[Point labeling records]
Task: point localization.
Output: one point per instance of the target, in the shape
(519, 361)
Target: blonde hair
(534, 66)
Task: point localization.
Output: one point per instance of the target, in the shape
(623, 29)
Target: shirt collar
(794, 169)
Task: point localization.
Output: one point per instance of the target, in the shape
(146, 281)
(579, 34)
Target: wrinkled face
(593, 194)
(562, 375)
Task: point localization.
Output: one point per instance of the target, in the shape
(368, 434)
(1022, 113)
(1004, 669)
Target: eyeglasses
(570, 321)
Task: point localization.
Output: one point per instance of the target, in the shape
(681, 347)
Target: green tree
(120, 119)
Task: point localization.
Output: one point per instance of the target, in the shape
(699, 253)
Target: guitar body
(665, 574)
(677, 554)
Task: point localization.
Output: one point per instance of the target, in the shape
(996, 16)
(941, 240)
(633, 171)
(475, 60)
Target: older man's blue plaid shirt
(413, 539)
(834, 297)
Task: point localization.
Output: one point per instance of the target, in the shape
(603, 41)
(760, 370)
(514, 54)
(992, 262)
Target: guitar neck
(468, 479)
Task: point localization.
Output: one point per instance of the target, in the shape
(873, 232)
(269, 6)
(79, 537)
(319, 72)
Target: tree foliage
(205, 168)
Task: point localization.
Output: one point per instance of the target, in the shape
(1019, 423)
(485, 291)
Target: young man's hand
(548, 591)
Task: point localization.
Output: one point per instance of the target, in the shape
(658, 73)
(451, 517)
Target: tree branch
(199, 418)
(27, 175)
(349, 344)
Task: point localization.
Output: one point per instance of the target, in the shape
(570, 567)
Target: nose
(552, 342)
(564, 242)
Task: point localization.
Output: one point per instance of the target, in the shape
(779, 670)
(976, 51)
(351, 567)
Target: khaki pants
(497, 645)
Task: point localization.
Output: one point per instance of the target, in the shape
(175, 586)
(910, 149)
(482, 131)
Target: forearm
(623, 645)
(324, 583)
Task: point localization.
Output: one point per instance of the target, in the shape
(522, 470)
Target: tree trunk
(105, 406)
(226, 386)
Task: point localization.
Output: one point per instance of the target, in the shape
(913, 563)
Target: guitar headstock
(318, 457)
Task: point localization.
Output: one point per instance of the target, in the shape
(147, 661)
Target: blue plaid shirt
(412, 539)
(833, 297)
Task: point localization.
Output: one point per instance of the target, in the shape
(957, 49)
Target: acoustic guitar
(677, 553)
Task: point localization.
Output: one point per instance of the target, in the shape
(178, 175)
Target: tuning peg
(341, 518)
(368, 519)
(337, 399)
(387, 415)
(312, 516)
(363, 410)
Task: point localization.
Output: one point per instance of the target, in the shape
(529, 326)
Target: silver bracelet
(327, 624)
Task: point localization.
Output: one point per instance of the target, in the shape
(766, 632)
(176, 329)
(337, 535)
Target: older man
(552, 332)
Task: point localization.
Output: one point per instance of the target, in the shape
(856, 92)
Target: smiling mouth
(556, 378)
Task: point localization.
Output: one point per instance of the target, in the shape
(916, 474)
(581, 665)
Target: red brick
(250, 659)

==

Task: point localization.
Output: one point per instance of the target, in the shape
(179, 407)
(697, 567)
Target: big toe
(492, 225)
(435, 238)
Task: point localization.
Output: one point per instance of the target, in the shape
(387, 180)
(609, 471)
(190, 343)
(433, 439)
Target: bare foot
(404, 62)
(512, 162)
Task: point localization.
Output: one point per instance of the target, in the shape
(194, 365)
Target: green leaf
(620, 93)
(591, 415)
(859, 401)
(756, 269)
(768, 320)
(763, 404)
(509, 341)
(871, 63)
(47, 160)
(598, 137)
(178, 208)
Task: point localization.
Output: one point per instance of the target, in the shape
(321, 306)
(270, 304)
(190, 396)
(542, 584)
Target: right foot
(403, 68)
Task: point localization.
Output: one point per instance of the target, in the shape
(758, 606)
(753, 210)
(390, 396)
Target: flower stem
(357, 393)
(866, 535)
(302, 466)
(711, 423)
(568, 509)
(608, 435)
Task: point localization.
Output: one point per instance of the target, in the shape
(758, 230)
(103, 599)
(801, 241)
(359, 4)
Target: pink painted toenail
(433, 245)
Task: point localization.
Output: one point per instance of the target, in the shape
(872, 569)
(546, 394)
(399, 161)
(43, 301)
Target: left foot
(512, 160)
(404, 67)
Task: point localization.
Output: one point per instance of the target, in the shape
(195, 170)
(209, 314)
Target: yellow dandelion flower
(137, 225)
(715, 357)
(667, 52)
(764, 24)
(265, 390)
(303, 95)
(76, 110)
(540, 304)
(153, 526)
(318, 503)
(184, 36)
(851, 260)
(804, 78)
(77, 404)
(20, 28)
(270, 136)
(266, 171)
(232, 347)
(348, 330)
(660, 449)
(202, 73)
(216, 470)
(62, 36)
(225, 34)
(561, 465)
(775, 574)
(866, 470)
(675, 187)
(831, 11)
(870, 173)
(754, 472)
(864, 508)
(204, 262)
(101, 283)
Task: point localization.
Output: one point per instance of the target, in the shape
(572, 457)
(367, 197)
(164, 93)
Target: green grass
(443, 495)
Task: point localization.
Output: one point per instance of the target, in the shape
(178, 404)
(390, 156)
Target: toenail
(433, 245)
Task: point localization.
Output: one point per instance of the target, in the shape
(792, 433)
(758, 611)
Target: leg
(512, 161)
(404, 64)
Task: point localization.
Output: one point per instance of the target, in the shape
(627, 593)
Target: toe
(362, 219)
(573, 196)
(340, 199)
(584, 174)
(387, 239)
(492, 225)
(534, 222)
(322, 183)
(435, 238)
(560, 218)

:: WRITTEN INSTRUCTION ::
Which lines in the records contain the string "plaid"? Extract each one, treating case as significant.

:: FINAL RESULT ::
Target: older man's blue plaid shirt
Target: blue plaid shirt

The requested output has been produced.